Requirements: Please write out again the lines of the listing from the line with "of the lined" up to and including the last line of the listing, requests included, and add 13 to every number in the coordinates.

---------- Record set

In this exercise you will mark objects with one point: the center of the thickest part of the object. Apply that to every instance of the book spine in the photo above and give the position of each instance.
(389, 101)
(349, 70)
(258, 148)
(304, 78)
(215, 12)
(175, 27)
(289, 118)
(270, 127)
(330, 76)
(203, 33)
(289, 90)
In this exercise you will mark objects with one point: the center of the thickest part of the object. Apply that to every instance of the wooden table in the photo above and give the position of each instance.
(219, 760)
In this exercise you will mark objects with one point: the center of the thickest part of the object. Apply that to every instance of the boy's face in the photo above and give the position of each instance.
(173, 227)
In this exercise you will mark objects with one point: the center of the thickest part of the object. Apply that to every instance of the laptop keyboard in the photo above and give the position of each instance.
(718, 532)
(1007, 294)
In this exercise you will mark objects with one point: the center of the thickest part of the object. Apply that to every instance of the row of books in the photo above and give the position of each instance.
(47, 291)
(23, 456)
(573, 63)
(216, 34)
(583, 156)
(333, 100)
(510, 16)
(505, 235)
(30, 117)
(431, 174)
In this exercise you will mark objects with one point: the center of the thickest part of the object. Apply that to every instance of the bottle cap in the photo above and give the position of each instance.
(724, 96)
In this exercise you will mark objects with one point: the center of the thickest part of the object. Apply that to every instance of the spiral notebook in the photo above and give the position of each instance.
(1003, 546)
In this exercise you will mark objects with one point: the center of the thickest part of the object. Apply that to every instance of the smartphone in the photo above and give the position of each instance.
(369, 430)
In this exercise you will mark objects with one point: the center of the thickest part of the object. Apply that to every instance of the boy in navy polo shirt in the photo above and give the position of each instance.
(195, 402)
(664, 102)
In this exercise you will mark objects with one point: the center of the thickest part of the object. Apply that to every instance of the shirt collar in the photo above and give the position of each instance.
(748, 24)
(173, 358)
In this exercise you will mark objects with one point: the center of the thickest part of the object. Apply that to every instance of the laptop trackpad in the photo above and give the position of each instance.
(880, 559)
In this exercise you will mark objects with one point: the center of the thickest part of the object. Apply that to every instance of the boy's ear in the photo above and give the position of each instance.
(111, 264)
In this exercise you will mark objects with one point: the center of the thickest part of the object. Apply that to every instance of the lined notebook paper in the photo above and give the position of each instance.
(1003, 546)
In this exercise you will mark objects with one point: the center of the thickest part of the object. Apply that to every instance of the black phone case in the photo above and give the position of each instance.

--------------------

Answer to the exercise:
In this exercise you will mark objects with one point: the center of the thickest part of the object. Apply that to every instance of the lined notebook paper in the photo above and give the position of each instance.
(1016, 559)
In this exercise you will mark objects with one point: the center of the thickest part of the object. Apply that to every instance of the black phone case in the photo above and give the position of each instance.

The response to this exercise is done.